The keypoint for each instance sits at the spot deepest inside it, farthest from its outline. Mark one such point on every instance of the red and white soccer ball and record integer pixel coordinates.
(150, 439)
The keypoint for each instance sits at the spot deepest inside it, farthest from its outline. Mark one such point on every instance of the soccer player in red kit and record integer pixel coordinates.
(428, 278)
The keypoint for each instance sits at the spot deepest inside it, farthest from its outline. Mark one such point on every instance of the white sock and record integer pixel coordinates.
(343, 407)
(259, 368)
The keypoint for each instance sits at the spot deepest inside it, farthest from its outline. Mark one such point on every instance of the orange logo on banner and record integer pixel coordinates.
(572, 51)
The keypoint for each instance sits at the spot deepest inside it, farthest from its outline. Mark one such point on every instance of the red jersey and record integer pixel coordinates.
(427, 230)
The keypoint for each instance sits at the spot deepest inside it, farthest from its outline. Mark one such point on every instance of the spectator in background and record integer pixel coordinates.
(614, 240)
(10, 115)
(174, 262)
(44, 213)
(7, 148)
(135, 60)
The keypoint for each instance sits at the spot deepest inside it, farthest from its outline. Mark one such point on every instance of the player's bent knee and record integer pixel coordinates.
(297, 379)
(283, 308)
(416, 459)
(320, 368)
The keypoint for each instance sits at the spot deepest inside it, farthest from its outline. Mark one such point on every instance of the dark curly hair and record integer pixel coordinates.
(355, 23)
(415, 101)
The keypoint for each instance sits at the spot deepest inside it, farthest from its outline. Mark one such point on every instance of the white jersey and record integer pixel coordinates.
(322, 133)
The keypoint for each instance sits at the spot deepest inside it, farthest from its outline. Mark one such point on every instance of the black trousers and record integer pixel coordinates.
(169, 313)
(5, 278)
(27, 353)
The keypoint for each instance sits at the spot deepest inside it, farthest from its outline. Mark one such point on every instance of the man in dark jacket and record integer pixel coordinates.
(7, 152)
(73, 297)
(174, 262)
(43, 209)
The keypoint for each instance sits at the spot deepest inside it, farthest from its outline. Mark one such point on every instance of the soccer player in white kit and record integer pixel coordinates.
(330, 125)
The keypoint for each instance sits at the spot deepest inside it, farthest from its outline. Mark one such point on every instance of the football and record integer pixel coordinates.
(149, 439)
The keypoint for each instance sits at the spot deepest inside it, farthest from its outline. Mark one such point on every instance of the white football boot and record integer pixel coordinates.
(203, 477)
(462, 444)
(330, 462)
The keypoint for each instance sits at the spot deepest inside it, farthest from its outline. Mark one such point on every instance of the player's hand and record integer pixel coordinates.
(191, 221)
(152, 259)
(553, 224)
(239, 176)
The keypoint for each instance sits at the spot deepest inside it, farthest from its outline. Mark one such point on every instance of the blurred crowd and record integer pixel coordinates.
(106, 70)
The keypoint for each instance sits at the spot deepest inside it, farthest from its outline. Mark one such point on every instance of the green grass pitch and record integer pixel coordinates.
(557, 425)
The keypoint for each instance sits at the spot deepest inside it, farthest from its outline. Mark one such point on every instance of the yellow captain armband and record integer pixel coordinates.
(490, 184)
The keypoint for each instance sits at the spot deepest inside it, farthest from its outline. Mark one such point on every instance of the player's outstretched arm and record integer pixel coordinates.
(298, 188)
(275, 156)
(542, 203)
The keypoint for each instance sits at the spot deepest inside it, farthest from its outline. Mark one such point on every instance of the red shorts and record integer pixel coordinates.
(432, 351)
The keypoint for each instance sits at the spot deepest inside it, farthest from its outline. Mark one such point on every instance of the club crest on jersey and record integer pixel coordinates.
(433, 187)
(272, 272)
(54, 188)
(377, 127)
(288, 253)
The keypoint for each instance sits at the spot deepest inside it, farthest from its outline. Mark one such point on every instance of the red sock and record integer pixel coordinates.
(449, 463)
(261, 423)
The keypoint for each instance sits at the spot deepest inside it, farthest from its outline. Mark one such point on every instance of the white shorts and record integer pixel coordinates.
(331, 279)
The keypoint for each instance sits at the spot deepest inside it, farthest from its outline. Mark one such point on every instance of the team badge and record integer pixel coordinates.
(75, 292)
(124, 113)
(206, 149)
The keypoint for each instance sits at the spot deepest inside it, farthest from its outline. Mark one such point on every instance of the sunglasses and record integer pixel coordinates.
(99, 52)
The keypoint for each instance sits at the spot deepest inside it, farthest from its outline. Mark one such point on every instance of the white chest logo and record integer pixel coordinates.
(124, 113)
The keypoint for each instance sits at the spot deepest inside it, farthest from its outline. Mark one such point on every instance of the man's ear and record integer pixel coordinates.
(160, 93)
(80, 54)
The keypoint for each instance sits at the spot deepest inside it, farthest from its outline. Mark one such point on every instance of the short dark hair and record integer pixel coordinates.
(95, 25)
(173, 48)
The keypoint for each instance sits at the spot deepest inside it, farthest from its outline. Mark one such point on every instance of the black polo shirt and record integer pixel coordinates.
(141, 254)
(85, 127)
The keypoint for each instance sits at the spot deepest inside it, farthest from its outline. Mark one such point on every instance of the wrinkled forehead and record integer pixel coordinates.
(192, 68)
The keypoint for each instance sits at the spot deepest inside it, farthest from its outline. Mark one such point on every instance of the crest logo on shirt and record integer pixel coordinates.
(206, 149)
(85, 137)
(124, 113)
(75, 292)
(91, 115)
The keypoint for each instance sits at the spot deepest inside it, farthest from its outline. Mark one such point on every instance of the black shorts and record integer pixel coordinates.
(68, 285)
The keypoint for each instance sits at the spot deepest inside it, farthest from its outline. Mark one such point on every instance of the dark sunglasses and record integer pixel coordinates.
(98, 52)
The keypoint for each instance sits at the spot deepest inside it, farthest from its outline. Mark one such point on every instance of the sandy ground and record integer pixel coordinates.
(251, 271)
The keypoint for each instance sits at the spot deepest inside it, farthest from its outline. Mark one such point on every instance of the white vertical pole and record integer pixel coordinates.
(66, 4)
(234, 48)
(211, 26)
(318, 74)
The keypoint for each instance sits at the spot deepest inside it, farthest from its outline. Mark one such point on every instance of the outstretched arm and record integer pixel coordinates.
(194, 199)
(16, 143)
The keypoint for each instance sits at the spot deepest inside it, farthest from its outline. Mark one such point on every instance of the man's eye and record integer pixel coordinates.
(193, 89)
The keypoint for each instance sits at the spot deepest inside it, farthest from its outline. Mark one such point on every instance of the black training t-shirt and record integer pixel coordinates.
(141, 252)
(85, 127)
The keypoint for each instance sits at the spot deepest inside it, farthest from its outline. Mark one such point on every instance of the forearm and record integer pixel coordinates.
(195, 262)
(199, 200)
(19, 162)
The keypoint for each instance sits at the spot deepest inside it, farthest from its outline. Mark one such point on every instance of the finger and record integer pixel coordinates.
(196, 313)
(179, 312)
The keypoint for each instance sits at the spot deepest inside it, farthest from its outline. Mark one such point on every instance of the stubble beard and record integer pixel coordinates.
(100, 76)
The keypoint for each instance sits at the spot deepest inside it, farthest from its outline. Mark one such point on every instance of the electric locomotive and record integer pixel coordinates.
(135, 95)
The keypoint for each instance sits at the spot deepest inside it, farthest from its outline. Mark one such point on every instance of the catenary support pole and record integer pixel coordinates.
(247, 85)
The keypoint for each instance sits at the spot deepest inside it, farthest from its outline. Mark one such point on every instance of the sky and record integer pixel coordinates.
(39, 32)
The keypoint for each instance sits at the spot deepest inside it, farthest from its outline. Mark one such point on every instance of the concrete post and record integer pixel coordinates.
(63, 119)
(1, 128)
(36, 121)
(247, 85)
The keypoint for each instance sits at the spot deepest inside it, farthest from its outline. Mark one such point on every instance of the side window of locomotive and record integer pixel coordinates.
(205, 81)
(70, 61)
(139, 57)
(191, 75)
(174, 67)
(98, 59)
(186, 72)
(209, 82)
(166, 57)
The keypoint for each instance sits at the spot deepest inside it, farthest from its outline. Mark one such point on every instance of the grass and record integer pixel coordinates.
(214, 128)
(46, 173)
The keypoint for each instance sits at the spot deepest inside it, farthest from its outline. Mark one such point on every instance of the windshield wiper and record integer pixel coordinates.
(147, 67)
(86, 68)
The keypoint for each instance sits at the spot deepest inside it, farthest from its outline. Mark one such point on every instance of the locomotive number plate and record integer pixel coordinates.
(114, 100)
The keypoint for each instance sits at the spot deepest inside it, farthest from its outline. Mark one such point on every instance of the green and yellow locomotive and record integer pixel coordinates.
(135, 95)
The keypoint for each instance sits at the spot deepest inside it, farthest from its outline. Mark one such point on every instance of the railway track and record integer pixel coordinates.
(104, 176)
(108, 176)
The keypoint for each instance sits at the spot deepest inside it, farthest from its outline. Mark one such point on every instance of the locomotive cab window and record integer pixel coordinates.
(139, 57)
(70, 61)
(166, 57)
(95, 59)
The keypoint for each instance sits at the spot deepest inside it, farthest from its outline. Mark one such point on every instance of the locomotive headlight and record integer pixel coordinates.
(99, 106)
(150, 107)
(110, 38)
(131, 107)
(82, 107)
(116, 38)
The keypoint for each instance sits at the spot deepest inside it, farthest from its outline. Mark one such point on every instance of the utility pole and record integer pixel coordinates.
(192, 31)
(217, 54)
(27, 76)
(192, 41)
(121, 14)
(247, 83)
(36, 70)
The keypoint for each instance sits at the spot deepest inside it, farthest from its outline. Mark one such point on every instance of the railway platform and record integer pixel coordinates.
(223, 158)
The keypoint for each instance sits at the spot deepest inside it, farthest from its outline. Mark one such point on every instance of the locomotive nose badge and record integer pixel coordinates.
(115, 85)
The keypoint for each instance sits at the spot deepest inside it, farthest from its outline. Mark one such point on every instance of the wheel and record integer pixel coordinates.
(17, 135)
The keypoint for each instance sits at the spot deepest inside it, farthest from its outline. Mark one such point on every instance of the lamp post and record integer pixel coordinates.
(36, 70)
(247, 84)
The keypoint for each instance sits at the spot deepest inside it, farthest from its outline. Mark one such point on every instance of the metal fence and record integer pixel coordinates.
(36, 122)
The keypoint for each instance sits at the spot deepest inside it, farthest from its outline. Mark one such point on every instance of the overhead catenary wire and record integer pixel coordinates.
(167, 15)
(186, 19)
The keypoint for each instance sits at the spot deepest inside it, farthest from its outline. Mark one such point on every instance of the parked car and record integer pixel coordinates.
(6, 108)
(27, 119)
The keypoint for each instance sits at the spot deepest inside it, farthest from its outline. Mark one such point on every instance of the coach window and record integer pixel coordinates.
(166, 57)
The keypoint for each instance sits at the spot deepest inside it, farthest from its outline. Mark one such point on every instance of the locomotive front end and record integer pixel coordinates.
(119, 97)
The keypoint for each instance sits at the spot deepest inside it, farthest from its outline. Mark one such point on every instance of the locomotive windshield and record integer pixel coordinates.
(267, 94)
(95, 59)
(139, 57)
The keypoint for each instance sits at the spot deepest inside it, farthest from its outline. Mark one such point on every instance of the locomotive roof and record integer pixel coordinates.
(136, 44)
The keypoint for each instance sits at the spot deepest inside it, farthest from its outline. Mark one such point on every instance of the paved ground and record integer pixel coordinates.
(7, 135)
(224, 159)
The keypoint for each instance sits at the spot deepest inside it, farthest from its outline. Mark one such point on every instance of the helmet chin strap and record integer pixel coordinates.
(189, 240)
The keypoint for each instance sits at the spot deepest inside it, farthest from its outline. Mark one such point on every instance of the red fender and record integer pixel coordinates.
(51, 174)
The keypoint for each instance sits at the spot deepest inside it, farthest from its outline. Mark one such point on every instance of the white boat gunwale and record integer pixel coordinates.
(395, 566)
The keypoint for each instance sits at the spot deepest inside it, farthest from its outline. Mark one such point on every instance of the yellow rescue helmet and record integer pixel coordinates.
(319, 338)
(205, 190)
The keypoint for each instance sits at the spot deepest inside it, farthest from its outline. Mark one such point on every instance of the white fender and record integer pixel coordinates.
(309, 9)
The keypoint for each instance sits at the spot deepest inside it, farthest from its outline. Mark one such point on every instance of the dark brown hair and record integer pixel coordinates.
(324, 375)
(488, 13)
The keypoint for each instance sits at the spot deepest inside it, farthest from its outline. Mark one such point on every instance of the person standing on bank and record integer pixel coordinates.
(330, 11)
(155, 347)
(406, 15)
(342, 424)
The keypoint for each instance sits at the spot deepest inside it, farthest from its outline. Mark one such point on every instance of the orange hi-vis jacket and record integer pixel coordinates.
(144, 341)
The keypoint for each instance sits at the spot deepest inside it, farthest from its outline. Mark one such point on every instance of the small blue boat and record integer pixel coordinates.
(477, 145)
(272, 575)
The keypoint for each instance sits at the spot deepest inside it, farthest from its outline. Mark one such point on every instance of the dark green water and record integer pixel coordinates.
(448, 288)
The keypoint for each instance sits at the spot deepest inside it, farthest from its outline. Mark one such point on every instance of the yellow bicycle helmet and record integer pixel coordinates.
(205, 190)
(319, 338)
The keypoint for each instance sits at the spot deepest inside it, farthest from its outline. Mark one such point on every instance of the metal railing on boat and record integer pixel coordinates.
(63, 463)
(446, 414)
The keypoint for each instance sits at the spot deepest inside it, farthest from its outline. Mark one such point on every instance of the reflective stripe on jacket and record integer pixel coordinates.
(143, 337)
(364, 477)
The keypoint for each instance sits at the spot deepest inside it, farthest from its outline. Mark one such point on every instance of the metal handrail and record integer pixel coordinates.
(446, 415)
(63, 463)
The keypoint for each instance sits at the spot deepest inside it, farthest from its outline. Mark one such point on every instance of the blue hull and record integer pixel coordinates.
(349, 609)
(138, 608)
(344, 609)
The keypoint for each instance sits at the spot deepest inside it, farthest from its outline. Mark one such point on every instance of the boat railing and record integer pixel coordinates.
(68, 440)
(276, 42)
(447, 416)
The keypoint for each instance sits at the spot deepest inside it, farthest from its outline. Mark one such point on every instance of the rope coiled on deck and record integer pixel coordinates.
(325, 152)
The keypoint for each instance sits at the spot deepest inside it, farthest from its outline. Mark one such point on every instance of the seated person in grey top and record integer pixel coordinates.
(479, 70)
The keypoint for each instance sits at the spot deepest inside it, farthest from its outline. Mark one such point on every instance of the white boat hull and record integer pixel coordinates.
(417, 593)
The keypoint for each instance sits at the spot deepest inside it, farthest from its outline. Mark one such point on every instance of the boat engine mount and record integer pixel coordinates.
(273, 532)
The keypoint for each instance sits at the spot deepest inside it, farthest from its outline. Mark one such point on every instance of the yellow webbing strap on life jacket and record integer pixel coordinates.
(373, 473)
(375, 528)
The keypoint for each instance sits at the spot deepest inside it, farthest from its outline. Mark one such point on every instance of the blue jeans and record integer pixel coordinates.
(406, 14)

----------------

**Task directions:** Write out, word for word, the line containing "mount and record integer pixel coordinates." and every line after it to the end of the data above.

**Task solution:**
The keypoint for each instance sits at the spot deepest inside it, farthest from its outline. Mark one such point on every instance of the boat engine mount and record integer pixel coordinates.
(273, 532)
The keypoint for each instance sits at the spot deepest inside it, farthest from its outline. Mark one such point on every instance of the yellow webbing strap on life jacket and record integer pixel coordinates.
(373, 473)
(375, 528)
The keypoint for each instance sits at the spot deepest inside it, farthest from its outline. Mark one such point on every instance of the blue jeans and record integer pixel coordinates.
(406, 14)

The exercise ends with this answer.